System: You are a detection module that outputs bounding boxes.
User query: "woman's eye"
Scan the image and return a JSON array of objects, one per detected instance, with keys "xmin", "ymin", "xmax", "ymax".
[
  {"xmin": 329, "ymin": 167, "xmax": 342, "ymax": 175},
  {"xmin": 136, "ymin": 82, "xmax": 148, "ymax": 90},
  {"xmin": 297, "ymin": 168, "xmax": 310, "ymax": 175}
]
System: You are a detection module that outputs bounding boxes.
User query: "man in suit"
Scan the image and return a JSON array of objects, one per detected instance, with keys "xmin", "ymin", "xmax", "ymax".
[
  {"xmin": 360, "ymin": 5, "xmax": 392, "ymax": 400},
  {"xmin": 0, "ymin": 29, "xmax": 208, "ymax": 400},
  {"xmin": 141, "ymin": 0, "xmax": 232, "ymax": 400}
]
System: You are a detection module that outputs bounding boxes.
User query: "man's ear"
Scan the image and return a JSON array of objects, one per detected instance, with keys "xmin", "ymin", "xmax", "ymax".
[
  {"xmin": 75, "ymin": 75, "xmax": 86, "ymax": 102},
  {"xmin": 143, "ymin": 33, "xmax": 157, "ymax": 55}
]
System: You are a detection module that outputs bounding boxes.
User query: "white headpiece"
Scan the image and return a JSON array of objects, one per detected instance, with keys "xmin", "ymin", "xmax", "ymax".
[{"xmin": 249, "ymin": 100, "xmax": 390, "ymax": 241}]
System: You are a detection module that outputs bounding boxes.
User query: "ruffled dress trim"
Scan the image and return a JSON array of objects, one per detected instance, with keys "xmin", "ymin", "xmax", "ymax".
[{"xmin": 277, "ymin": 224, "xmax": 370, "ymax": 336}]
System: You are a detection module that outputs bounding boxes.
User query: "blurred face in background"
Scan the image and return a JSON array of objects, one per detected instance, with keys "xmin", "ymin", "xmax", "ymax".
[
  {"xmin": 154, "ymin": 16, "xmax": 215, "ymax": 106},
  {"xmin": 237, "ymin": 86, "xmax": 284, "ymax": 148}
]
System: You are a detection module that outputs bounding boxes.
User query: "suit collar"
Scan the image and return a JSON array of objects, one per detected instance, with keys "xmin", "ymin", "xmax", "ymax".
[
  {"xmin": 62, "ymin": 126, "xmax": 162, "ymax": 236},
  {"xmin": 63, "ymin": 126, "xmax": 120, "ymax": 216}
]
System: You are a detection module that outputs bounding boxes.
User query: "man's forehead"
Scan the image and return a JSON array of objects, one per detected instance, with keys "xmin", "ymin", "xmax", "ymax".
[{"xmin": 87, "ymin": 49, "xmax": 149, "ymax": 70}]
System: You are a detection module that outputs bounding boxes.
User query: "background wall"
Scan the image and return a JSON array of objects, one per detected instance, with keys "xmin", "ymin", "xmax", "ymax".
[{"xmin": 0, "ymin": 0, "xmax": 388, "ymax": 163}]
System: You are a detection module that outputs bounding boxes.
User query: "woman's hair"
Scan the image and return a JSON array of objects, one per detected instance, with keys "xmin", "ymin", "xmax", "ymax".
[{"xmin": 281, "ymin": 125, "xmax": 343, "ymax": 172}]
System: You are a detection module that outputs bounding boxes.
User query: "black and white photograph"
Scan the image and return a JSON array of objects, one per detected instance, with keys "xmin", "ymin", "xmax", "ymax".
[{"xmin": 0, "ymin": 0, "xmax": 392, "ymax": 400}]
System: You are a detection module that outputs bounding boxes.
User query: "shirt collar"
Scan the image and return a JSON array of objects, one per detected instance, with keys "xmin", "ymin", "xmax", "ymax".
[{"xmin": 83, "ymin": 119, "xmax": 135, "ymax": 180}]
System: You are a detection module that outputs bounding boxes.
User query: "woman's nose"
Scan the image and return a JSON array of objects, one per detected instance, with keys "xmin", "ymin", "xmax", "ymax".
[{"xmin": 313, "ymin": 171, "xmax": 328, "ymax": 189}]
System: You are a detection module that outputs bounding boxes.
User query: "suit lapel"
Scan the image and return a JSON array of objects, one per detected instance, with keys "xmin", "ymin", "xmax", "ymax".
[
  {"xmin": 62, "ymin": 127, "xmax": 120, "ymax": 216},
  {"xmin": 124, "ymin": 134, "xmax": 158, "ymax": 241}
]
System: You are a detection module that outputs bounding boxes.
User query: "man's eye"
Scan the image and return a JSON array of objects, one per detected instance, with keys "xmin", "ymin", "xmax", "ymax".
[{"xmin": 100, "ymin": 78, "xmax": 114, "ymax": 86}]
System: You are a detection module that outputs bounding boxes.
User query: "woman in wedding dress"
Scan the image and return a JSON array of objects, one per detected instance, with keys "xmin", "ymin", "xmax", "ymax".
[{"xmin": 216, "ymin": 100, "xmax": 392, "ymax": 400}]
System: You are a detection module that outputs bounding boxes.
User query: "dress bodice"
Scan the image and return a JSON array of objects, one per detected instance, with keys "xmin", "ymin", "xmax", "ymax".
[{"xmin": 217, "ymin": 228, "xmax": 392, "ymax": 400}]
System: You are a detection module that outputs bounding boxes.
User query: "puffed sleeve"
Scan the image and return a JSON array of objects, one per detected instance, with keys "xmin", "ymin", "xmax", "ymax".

********************

Combien de lignes des enregistrements ci-dessus contiennent la chaîne « background » ? Répondez seulement par le nombre.

2